TASK GOAL
Reproduce word for word the lines of the listing below, from the line containing "Check that every instance of the ceiling" up to and including the line containing "column 374, row 50".

## Start

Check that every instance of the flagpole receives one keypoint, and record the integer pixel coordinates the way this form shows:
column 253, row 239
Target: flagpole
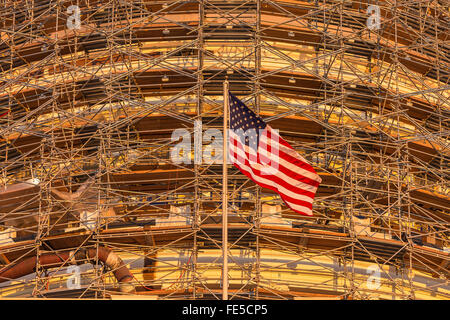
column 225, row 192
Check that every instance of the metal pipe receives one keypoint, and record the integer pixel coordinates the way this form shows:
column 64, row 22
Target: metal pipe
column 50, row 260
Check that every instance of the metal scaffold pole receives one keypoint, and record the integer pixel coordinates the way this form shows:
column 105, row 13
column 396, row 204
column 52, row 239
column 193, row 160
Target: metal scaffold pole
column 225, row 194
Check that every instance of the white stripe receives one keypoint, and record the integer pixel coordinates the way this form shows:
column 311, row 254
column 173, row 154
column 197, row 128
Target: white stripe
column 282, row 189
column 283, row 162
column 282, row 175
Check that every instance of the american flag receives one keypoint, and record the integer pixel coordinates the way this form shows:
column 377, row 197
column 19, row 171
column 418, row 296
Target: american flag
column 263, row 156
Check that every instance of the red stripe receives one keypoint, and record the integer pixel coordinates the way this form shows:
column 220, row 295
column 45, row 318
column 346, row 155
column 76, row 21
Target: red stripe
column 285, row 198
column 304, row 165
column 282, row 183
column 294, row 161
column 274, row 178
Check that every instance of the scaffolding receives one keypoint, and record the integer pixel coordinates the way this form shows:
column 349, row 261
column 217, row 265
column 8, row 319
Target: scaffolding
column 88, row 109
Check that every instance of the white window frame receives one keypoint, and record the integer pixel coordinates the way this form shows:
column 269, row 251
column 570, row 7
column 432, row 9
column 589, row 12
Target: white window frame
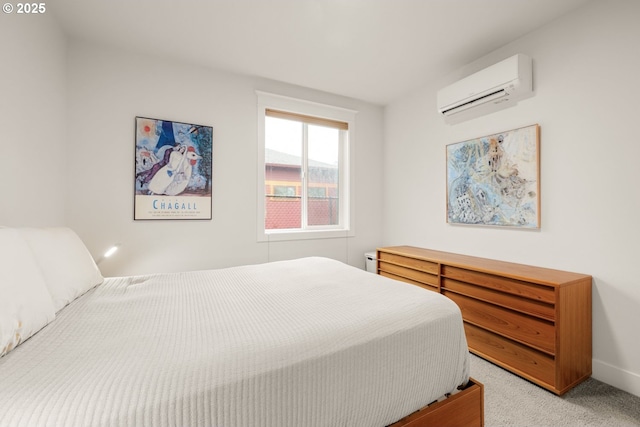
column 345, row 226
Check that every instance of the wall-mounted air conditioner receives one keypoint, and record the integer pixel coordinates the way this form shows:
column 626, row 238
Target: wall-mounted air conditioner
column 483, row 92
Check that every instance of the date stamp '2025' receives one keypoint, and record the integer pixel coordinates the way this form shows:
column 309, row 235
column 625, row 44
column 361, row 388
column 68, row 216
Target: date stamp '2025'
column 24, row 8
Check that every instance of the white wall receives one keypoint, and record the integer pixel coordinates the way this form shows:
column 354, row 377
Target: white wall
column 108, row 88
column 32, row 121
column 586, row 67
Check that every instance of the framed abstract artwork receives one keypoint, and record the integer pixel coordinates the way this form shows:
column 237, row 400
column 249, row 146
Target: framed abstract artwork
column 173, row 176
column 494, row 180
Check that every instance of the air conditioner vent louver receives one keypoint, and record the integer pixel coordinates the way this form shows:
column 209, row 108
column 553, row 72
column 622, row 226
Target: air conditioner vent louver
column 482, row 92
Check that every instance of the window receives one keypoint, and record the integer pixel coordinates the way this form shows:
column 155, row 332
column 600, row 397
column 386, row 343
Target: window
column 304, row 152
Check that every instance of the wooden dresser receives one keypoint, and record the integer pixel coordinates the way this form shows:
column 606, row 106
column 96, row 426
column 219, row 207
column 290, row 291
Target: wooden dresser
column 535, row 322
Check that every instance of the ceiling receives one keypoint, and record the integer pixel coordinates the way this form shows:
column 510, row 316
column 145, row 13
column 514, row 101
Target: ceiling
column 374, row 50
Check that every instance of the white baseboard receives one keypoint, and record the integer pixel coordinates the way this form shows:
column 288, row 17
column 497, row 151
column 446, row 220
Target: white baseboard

## End

TASK OUTPUT
Check that every instance of the ceiling receives one keypoint, and record the integer pixel coordinates the way this form shows:
column 510, row 316
column 145, row 13
column 514, row 101
Target: ceiling
column 374, row 50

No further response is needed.